Set down each line of the data below exactly as it stands, dropping the pictures.

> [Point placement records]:
----------
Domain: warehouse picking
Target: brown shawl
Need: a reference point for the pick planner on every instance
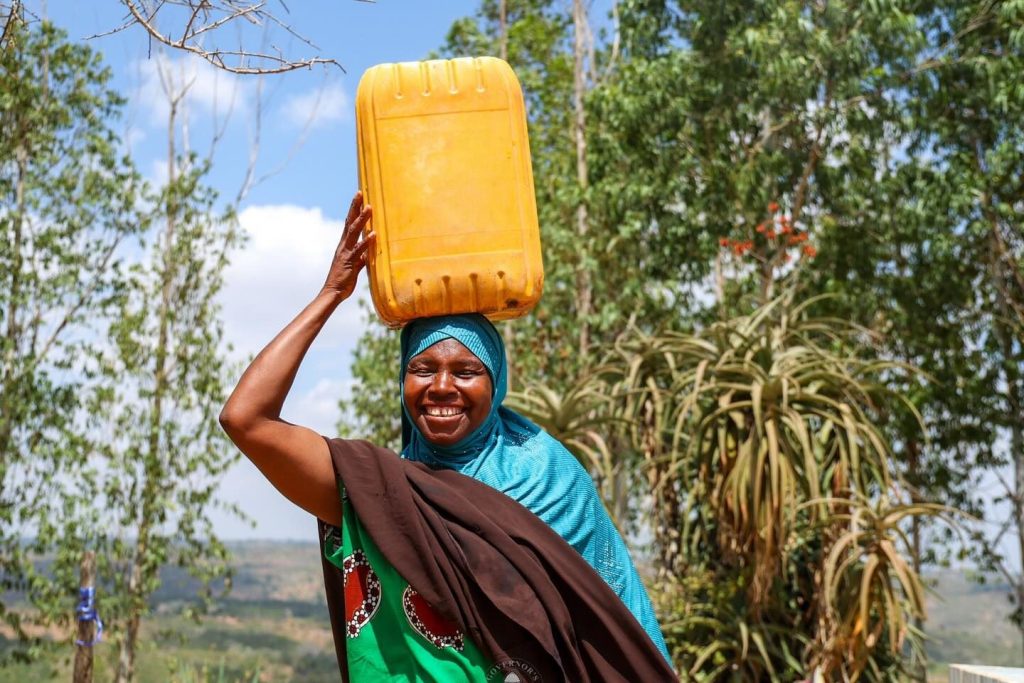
(492, 567)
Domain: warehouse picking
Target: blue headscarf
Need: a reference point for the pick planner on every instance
(509, 453)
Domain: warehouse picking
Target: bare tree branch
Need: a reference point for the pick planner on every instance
(202, 19)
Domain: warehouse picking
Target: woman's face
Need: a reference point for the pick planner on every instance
(446, 392)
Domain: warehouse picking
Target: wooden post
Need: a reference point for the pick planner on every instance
(86, 628)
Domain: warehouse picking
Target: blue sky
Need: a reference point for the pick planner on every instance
(293, 217)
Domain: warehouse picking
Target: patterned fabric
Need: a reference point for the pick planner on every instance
(391, 632)
(509, 453)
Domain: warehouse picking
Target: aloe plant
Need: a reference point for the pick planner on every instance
(755, 461)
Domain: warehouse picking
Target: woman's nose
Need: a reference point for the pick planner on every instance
(442, 384)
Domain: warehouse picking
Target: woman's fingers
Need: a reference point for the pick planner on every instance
(353, 208)
(361, 249)
(354, 227)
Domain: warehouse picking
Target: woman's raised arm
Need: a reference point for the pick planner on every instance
(295, 459)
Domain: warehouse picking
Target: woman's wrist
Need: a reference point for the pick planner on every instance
(331, 296)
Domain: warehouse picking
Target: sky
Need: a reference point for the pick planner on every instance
(306, 174)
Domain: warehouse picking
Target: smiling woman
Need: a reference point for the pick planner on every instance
(482, 552)
(446, 392)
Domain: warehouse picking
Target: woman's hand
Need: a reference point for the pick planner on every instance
(350, 255)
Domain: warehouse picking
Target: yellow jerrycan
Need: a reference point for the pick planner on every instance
(444, 163)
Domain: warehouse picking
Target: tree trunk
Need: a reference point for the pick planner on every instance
(86, 629)
(919, 669)
(151, 487)
(126, 654)
(584, 288)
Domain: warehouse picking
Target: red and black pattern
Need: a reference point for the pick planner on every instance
(363, 592)
(428, 623)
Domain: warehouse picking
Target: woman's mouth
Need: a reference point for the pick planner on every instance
(442, 411)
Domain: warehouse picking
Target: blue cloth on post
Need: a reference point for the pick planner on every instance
(512, 455)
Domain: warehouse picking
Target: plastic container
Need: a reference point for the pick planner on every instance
(444, 163)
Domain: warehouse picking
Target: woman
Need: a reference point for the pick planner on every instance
(431, 572)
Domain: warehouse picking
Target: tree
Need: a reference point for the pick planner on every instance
(197, 27)
(69, 211)
(773, 498)
(165, 380)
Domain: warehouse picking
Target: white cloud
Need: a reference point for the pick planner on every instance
(210, 90)
(316, 108)
(278, 272)
(317, 409)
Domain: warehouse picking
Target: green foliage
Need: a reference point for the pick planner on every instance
(375, 416)
(165, 381)
(69, 210)
(774, 507)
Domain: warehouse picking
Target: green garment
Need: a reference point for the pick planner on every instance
(392, 633)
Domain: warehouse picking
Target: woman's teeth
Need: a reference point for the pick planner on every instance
----------
> [Exercise output]:
Domain: warehouse picking
Target: brown shawl
Need: a reference point for the pick planner on every instance
(492, 567)
Domain: warehouse picking
Target: blue headscarf
Need: a reference point for the pick planner on every instance
(509, 453)
Domain: warehouse picking
Target: bare tree branch
Need: a reference point for the pick planner on every instance
(202, 19)
Domain: warehouse picking
Target: woman's face
Need: a reference point for the pick planner on every instance
(446, 392)
Domain: warehouse picking
Target: wooden post
Need: a reference point for the pick planner on every instance
(86, 628)
Domain: warehouse picking
Target: blue sky
Need: a reference point for the pick planner on every instance
(293, 217)
Domain: warehouse picking
Target: patterned fabric
Need: a reference point for the pick planner on every instance
(391, 632)
(509, 453)
Domain: warehouse picking
Target: aloe plant
Need: a reference point for the pick planner on every instance
(755, 461)
Domain: warehouse picking
Target: woman's nose
Need: a reference point for the pick planner on every instance
(442, 384)
Domain: warehouse picking
Target: woman's fingers
Need: a reference point for the pick planner on every instance
(353, 208)
(361, 249)
(354, 227)
Domain: warehouse picking
Target: woman's raised arm
Need: a reference point for the pick planner on every instance
(295, 459)
Domain: warehouse picking
Target: woman's wrist
Need: a reference point for the pick planner on every instance
(331, 296)
Domain: warehouse picking
Target: sky
Need: a reference point for the pick planner on every instance
(306, 174)
Domain: warehouse picking
Target: smiling woman
Need: a reference point for the pick planner on every instance
(482, 552)
(446, 392)
Domain: warehouse picking
Target: woman's hand
Need: a reference point for the pick planner on every instance
(350, 255)
Domain: warehouse picking
Target: yellow jerrycan
Need: a reference point for the pick planner on every instance
(444, 163)
Domain: warehouse picking
Target: tree trunk
Need: a reference point for the pick planner on every instance
(86, 629)
(919, 669)
(151, 487)
(126, 654)
(584, 288)
Domain: warehouse picking
Target: red and black pattern
Need: a reference point for the pick planner on every instance
(363, 592)
(428, 623)
Domain: warehouse picking
Target: woman's mouth
Need: a reference point for the pick planner on every instance
(442, 411)
Domain: warehouse picking
Target: blue cloth on post
Need: a reference point for the pick planner on every instance
(512, 455)
Domain: warehouse picking
Target: plastic container
Need: a reference point for the pick planner on every instance
(444, 163)
Domain: warehouse picking
Target: woman
Need: a reference point for the pick planner on every instance
(431, 572)
Domain: warehouse picking
Target: tree
Need: a reference point for the pick planner on every instance
(197, 27)
(69, 211)
(773, 498)
(165, 380)
Domain: warehouse picking
Target: white cloud
Need: a reference point for the pick planner on every instance
(210, 90)
(316, 108)
(278, 272)
(317, 409)
Domain: warehouse picking
Target: green foliage
Need: a reference point for the pick planner on every instance
(375, 416)
(165, 381)
(69, 210)
(774, 507)
Domain: warehouse picking
Target: green garment
Need: a reference point for the pick planner on every instance
(392, 633)
Domain: warehouse picking
Target: woman's teeth
Need: a reference point for the pick planner on every instance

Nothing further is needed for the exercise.